• Written task
State how many of the lines below contain the string "railing", with case counting. Reply with the number alone.

• Records provided
>> begin
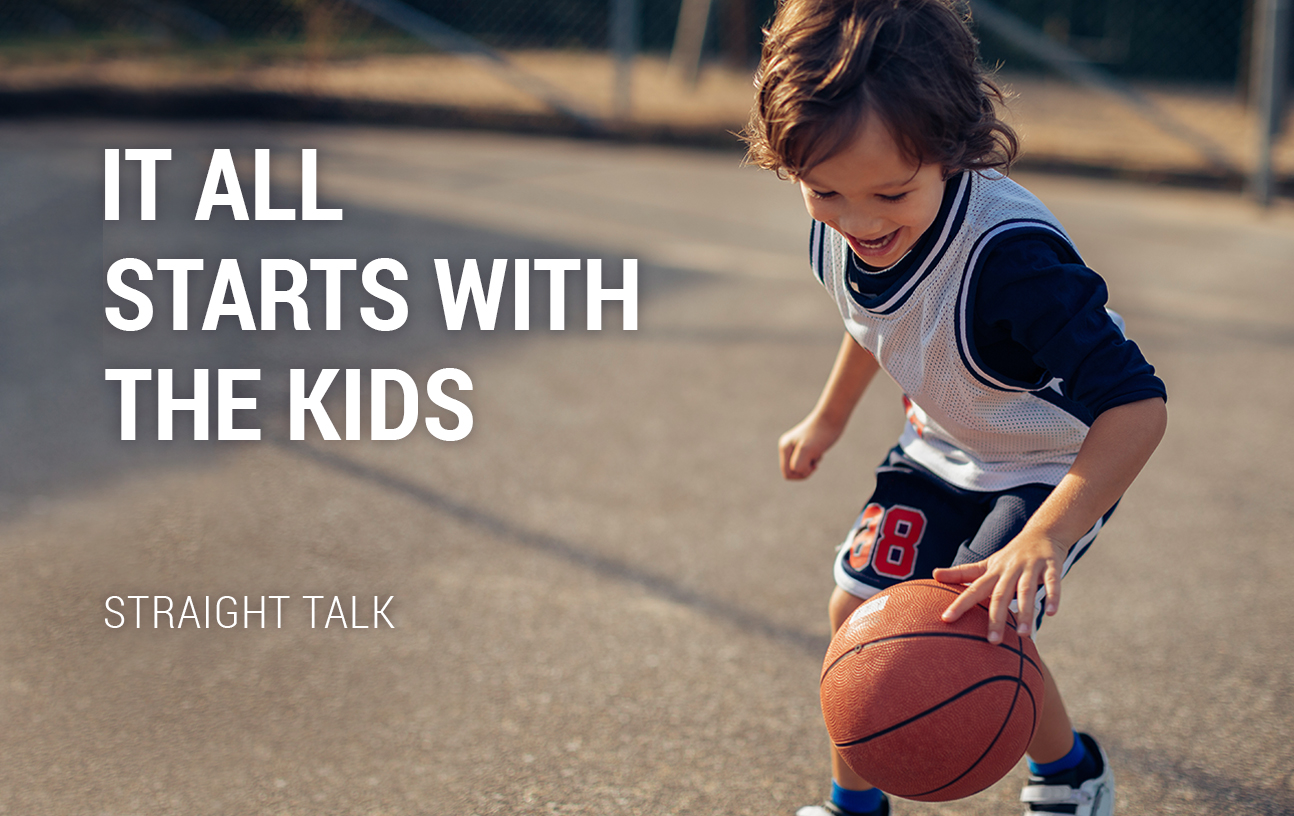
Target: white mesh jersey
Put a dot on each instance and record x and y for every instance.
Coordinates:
>> end
>> begin
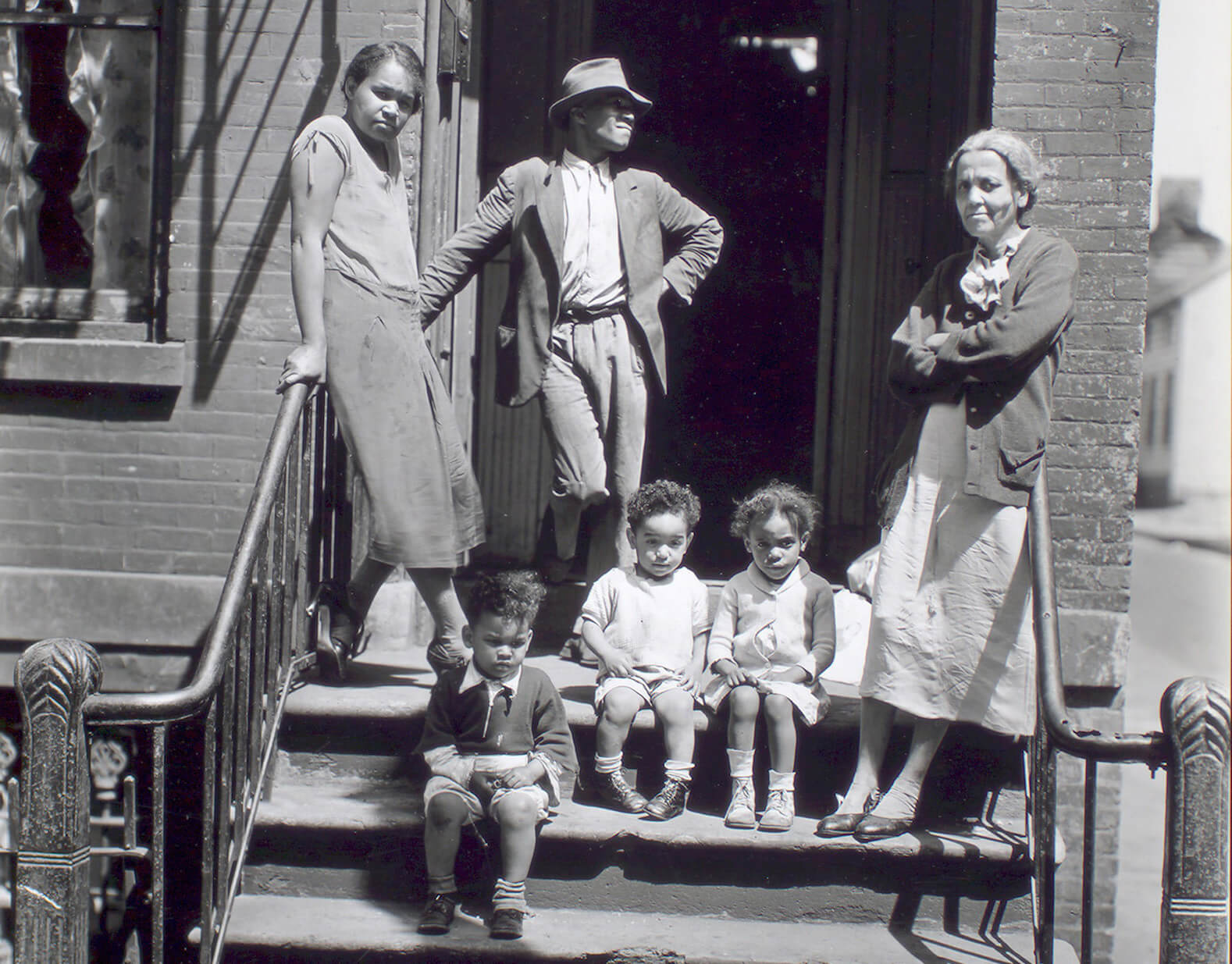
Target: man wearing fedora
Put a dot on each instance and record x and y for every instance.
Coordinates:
>> end
>> begin
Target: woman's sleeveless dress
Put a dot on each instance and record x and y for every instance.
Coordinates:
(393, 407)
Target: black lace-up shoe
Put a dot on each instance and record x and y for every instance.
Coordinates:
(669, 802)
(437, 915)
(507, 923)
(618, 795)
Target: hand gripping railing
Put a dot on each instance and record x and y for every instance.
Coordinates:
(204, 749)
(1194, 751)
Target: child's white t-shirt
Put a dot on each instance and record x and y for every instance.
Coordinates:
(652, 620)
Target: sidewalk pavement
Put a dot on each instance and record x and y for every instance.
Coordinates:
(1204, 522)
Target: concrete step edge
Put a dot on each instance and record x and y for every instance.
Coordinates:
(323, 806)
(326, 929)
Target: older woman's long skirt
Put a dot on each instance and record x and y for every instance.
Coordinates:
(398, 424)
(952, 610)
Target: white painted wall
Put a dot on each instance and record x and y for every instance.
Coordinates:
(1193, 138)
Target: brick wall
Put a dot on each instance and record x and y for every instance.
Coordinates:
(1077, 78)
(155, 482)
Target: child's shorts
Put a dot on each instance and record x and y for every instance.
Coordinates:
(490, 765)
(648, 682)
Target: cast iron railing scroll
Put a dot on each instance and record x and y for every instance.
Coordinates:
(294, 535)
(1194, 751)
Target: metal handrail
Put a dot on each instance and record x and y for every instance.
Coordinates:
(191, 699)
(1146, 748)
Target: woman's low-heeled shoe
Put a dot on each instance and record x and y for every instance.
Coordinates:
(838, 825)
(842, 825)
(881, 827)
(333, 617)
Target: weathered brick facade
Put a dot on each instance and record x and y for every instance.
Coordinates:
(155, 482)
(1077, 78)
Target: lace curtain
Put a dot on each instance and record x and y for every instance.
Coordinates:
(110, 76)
>> end
• Worked answer
2